## Selected text
····················

Myofascial trigger points (MTP), also known as trigger points, are described as hyperirritable spots in the fascia surrounding skeletal muscle. They are associated with palpable nodules in tight muscles. Myofascial trigger points "knots" are a common source of certain musculoskeletal pain.
The trigger point model states that unexplained pain frequently radiates from these points of local tenderness to broader areas, sometimes distant from the trigger point itself. Practitioners claim to have identified reliable referred pain patterns which associate pain in one location with trigger points elsewhere.
Compression of a trigger point may elicit local tenderness, referred pain, or local twitch response. The local twitch response is not the same as a muscle spasm. This is because a muscle spasm refers to the entire muscle contracting whereas the local twitch response also refers to the entire muscle but only involves a small twitch, no contraction.

····················

## Dataset extract
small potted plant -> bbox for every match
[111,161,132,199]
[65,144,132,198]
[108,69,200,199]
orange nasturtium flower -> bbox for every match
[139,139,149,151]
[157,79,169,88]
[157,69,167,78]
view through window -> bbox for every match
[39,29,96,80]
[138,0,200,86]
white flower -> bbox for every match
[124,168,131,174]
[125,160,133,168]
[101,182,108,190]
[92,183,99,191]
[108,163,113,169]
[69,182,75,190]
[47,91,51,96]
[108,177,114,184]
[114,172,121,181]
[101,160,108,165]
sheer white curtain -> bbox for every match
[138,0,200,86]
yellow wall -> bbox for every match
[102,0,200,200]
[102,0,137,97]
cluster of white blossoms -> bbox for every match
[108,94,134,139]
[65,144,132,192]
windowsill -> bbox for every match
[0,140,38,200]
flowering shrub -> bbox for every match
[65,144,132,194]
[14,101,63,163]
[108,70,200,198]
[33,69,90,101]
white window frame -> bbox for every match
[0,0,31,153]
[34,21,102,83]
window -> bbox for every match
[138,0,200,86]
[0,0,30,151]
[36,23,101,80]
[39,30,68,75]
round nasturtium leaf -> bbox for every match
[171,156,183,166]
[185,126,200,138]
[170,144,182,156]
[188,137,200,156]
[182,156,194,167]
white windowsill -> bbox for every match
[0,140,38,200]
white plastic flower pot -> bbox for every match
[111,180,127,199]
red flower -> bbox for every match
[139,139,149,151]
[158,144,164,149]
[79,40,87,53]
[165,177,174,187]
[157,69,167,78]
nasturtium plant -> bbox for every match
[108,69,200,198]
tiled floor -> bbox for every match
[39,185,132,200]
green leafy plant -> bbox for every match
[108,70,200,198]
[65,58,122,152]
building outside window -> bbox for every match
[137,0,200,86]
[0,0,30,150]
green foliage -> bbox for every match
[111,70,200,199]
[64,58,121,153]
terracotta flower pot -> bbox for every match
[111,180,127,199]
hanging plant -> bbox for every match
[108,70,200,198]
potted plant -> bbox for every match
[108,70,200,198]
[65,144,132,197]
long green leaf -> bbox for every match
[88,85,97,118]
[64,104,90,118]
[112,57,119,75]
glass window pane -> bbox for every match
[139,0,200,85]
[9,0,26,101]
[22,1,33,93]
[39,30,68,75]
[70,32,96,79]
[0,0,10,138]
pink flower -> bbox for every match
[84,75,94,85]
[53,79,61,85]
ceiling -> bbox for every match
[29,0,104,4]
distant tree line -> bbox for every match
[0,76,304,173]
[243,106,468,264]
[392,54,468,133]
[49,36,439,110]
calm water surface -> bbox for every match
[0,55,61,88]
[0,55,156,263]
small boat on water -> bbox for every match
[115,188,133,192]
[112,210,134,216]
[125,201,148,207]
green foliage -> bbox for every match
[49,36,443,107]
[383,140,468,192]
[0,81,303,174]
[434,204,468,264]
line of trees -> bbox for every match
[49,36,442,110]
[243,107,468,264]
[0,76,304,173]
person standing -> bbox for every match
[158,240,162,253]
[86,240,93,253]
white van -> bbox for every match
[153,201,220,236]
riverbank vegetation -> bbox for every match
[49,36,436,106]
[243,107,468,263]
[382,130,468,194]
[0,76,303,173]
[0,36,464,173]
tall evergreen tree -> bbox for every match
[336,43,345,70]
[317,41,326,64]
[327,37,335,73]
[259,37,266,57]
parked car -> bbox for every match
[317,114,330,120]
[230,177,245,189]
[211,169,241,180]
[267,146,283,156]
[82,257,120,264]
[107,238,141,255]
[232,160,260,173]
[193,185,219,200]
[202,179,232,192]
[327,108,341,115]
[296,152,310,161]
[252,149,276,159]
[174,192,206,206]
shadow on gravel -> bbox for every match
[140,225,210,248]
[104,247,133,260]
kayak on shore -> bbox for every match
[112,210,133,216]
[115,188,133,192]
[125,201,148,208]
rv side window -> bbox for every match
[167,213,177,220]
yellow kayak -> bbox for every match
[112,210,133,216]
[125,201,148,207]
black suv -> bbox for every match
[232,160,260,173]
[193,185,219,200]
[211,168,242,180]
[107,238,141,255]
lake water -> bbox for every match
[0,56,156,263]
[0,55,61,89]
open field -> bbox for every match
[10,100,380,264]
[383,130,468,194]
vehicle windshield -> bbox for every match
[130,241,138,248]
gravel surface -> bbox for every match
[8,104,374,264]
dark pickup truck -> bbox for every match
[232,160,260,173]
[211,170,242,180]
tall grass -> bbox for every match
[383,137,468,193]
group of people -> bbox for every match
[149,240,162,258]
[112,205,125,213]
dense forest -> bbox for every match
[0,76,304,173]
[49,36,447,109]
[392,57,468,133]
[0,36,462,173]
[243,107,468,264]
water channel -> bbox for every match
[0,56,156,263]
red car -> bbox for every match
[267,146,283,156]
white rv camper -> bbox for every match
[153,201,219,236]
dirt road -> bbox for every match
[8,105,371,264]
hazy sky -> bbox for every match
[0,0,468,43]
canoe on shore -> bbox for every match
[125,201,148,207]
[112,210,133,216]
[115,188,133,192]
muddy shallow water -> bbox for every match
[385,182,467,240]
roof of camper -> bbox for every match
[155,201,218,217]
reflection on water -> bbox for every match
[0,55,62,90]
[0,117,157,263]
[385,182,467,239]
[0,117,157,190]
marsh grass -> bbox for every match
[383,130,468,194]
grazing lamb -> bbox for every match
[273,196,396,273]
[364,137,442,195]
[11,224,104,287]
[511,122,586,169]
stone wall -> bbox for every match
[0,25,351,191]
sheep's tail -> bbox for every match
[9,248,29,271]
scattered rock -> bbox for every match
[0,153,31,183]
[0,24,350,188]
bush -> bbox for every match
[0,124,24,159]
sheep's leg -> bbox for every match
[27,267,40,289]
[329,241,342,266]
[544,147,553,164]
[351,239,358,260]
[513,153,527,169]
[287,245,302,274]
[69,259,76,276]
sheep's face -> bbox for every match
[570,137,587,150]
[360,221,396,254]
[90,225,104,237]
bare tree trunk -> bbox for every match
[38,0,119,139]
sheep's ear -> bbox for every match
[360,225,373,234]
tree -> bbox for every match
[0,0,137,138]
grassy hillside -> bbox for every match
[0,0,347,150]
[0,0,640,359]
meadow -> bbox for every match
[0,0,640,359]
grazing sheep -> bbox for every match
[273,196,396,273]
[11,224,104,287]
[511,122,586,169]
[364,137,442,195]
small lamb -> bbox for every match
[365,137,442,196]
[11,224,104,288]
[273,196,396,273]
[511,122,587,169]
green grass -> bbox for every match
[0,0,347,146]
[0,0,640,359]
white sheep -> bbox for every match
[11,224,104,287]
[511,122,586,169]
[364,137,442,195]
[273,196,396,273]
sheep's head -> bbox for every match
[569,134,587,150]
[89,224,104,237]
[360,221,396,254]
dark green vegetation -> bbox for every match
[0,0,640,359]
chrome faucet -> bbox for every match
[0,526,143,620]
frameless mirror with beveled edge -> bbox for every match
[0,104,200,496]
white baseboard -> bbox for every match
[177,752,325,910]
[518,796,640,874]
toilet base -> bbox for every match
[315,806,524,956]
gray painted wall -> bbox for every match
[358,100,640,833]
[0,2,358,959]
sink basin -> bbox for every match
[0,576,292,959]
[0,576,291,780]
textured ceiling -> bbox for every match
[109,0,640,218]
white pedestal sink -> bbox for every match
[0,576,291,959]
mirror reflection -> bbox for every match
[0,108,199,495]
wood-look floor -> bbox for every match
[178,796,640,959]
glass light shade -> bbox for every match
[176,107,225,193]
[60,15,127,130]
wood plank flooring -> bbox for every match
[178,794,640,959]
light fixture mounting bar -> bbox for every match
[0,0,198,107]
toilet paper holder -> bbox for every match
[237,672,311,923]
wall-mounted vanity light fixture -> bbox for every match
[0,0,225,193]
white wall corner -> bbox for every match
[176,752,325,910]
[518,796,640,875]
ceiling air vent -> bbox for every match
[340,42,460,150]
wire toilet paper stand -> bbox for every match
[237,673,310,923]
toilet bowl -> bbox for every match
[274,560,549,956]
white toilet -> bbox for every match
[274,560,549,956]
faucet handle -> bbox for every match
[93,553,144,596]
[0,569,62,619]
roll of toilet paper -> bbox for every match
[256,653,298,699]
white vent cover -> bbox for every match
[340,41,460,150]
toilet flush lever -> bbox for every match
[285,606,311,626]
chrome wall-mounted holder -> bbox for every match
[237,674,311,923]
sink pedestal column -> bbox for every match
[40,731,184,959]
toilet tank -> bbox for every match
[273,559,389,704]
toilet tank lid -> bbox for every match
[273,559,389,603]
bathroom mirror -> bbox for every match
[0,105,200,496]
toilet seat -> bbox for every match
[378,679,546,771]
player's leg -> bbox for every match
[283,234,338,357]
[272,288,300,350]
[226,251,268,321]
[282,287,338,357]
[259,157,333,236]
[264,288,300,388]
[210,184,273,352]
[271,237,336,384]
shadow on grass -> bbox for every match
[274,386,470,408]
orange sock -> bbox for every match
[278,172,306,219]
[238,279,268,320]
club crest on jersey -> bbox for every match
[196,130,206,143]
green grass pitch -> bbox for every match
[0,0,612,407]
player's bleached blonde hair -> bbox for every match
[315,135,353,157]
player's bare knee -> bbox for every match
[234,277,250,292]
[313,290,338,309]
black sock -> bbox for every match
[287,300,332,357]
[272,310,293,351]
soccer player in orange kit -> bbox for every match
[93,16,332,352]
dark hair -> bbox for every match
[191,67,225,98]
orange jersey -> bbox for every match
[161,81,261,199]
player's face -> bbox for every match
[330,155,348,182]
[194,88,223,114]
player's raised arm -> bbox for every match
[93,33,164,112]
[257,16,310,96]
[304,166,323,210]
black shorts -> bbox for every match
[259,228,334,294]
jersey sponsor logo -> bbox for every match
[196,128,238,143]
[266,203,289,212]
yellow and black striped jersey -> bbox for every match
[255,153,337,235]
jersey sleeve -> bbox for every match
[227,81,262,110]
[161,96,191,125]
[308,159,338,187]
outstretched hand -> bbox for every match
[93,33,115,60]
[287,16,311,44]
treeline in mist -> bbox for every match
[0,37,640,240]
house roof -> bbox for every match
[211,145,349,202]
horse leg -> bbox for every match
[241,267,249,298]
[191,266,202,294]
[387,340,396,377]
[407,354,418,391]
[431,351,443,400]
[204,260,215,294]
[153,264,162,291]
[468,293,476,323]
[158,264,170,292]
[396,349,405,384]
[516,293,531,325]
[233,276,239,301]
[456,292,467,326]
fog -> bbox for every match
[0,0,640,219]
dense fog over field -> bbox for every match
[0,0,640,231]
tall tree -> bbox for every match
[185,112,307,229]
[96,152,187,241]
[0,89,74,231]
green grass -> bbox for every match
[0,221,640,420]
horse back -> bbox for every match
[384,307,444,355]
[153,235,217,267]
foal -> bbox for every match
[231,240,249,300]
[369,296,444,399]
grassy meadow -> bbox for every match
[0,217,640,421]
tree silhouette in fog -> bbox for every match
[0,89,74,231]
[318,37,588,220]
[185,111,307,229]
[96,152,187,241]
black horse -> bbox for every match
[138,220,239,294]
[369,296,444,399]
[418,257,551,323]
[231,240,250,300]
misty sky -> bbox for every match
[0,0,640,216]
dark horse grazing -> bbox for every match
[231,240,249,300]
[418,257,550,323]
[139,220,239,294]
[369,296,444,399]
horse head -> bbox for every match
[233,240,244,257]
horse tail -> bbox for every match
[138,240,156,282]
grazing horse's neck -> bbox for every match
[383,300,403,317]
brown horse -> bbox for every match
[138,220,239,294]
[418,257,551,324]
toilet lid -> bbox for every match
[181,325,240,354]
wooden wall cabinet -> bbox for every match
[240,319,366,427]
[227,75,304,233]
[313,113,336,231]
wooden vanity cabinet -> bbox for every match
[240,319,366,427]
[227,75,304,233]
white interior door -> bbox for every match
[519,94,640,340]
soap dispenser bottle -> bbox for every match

····················

## Exercises to complete
(a) In the trigger point passage, how would the part starting with "Compression of a" and going on through "twitch, no contraction." read with "muscle spasm" changed to "muscle cramp"?
(b) Answer these questions from the trigger point passage:
(i) By what other name are myofascial trigger points known?
(ii) What are they associated with in tight muscles?
(iii) What three things may compression of a trigger point elicit?
(c) Could you proceed with the trigger point passage from where it stops?
The items come from a different source than the trigger point passage.

## Answers provided
(a)
Compression of a trigger point may elicit local tenderness, referred pain, or local twitch response. The local twitch response is not the same as a muscle cramp. This is because a muscle cramp refers to the entire muscle contracting whereas the local twitch response also refers to the entire muscle but only involves a small twitch, no contraction.

(b)
(i) Trigger points.
(ii) Palpable nodules.
(iii) Local tenderness, referred pain, or local twitch response.

(c)
Most of us have been introduced to this condition from reading Dr. Travell's books. The main innovation of Travell's work was the introduction of the myofascial pain syndrome concept (myofascial referring to the fascia that surrounds and permeates muscle). This is described as a focal hyperirritability in muscle that can strongly modulate central nervous system functions. Travell and other physicians distinguish this from fibromyalgia, which is characterized by widespread pain and tenderness and is described as a central augmentation of nociception giving rise to deep tissue tenderness that includes muscles. Studies estimate that in 75-95 percent of cases, myofascial pain is a primary cause of regional pain. Myofascial pain is associated with muscle tenderness that arises from trigger points, focal points of tenderness, a few millimeters in diameter, found at multiple sites in a muscle and the fascia of muscle tissue.
Dr. Sellari treats trigger points with deep pressure, soft-tissue massage (manual trigger point therapy), mechanical vibration, pulsed ultrasound, electrostimulation and Low Level Laser Therapy and stretching techniques that invoke reciprocal inhibition within the musculoskeletal system. Dr. Sellari often uses a tool known as the T-Ball to direct pressure directly upon the trigger point, to avoid overuse of his hands. For more severe cases that respond slowly to conservative care, a referral for Trigger-point-injections may be necessary.